Start of Information

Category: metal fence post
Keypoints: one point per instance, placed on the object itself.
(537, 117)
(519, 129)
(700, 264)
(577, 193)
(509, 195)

End of Information
Start of Information

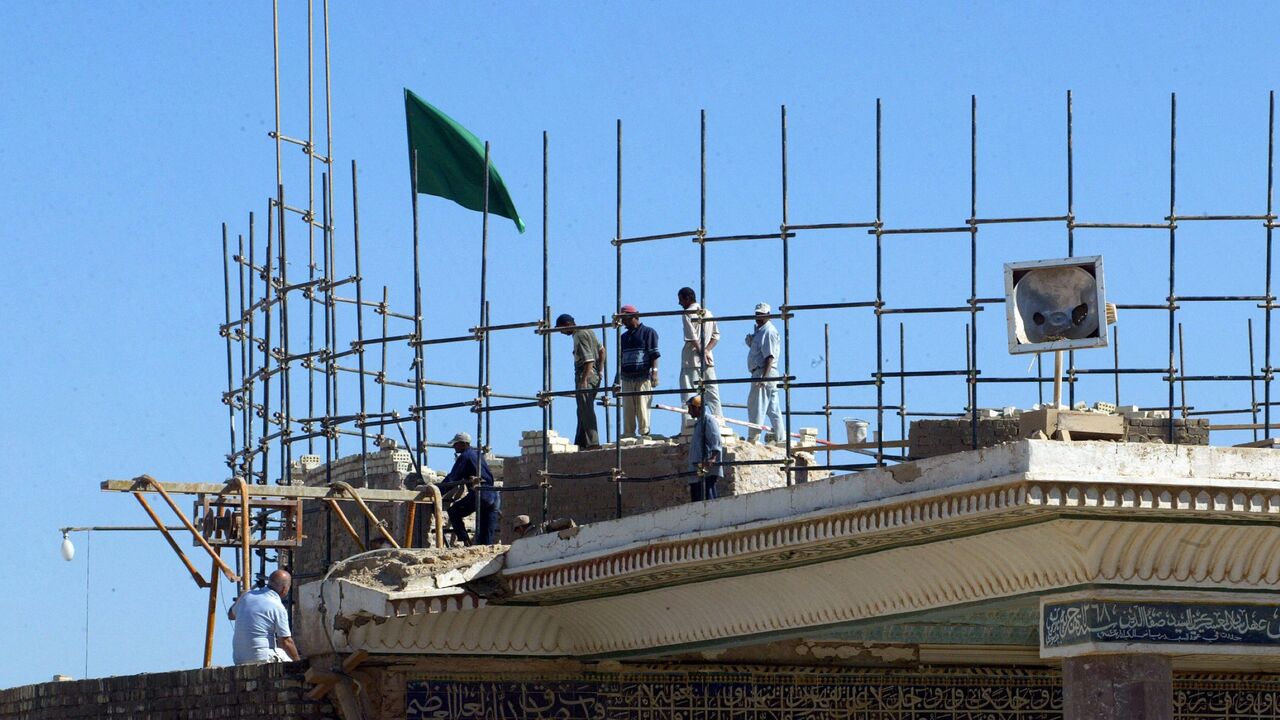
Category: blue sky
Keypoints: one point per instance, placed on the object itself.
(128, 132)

End of Information

## What to work on:
Would you please return all lines of the data that include the word "Category"?

## Output of the exercise:
Category: metal fence post
Category: blue sky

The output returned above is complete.